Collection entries

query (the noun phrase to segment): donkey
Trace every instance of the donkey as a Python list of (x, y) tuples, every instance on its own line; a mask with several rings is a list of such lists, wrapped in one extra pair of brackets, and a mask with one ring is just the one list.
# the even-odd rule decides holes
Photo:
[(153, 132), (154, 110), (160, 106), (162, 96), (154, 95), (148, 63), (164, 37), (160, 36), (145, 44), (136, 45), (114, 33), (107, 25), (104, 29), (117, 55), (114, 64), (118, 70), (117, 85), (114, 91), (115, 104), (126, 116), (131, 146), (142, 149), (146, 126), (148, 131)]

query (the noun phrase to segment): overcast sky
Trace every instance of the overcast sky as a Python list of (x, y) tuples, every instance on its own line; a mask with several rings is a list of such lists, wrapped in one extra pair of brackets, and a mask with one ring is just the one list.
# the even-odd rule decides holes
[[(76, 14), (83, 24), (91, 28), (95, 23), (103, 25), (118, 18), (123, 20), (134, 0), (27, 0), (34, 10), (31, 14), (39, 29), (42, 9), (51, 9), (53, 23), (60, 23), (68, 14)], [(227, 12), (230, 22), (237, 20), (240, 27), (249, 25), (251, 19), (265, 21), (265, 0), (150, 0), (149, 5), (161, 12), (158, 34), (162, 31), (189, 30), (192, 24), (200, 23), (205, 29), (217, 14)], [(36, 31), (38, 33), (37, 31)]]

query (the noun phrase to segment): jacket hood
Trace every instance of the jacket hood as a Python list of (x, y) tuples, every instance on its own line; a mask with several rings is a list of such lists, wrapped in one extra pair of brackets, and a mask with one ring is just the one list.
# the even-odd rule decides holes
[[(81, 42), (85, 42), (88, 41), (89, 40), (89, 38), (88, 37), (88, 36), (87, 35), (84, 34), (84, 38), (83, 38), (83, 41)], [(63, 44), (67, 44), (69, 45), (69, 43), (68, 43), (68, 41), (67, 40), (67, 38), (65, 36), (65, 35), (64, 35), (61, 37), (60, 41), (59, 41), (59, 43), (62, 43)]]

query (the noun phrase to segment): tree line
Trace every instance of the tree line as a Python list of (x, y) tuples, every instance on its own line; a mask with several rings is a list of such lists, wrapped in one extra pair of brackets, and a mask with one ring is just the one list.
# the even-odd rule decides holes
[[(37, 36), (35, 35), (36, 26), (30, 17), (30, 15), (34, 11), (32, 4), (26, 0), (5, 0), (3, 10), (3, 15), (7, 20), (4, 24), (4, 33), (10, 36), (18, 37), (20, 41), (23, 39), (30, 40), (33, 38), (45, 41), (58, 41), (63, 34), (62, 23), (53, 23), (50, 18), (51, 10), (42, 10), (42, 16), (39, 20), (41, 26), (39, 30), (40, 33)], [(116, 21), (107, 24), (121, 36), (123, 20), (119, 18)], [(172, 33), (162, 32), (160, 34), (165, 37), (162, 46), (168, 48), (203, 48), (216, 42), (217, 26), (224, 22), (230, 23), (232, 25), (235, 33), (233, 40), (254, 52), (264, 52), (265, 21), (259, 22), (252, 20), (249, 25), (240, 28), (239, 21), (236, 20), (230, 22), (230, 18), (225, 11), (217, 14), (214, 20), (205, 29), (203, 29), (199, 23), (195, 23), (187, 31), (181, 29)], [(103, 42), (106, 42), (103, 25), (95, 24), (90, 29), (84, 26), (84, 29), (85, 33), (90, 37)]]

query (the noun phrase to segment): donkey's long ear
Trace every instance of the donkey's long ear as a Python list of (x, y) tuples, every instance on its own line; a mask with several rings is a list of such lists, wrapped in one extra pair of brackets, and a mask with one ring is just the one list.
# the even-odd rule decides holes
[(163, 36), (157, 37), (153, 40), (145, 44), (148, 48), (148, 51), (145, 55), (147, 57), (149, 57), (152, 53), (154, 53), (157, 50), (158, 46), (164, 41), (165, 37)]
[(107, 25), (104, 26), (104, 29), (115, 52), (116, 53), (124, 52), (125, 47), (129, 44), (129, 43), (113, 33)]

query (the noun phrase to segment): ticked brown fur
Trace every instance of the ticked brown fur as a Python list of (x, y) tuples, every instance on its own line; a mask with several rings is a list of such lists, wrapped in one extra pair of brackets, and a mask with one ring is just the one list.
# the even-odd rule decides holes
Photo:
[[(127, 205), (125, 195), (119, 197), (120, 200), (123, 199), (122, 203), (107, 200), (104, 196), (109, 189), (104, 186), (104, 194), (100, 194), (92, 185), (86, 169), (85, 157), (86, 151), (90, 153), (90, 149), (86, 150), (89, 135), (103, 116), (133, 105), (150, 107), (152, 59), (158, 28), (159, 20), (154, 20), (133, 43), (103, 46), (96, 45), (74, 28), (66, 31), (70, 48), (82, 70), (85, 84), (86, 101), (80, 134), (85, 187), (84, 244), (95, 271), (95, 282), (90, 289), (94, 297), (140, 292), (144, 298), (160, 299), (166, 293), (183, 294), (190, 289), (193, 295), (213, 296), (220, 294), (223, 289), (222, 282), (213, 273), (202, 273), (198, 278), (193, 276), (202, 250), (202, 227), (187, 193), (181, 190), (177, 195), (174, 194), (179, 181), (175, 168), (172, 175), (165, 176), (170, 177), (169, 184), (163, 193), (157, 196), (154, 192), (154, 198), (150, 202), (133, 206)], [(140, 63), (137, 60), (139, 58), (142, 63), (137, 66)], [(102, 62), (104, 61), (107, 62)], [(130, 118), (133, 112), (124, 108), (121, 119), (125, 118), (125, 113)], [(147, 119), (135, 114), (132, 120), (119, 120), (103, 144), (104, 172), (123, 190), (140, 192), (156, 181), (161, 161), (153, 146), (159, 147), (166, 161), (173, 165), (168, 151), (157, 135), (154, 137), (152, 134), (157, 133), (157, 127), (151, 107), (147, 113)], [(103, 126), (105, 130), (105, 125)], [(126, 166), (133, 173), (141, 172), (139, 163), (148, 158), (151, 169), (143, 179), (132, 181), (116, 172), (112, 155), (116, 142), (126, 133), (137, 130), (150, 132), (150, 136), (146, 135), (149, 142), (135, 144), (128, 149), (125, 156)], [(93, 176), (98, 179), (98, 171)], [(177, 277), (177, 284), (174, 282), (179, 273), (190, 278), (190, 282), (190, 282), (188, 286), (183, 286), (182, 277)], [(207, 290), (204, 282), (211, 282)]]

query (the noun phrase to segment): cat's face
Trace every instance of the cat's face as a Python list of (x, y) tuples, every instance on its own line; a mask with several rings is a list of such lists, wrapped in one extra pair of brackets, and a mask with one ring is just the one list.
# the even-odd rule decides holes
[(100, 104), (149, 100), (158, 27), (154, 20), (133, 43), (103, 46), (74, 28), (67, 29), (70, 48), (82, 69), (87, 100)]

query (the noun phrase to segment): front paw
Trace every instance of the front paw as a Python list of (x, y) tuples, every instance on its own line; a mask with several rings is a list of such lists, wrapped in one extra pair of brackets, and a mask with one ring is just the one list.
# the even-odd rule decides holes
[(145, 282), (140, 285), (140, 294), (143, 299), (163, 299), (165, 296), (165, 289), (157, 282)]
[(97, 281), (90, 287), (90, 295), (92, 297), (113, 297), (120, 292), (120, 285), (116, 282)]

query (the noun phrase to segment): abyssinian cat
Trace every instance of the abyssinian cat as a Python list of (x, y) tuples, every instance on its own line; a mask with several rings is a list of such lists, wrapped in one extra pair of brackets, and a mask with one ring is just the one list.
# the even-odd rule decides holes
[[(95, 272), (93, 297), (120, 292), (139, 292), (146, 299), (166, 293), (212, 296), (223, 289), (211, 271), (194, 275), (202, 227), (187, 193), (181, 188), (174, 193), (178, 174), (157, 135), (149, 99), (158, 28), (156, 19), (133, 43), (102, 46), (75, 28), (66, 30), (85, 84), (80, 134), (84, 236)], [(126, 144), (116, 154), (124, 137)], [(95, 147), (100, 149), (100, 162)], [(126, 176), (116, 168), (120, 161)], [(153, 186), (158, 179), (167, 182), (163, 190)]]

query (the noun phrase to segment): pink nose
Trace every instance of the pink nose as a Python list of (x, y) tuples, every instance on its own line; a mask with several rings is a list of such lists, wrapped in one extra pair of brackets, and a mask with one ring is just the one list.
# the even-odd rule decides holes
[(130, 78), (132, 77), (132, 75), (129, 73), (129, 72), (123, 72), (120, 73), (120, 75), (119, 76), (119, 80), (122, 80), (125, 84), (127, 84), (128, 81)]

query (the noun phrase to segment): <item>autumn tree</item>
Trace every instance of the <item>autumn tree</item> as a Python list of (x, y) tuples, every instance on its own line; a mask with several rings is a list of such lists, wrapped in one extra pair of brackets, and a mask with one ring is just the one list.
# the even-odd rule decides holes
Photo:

▶ Given exercise:
Repeat the lines from the line with "query (the noun phrase to segment): overcast" up to and including the line with "Trace every instance of the overcast", swapping "overcast sky" for "cloudy sky" and leaving everything else unchanged.

▶ Exercise solution:
query (the noun phrase to segment): cloudy sky
Trace every instance of the cloudy sky as a Python list of (x, y) tuples, every instance on its own line; a mask with several rings is a list of such lists, wrapped in one extra pair of brackets, and a mask with one ring is just the one list.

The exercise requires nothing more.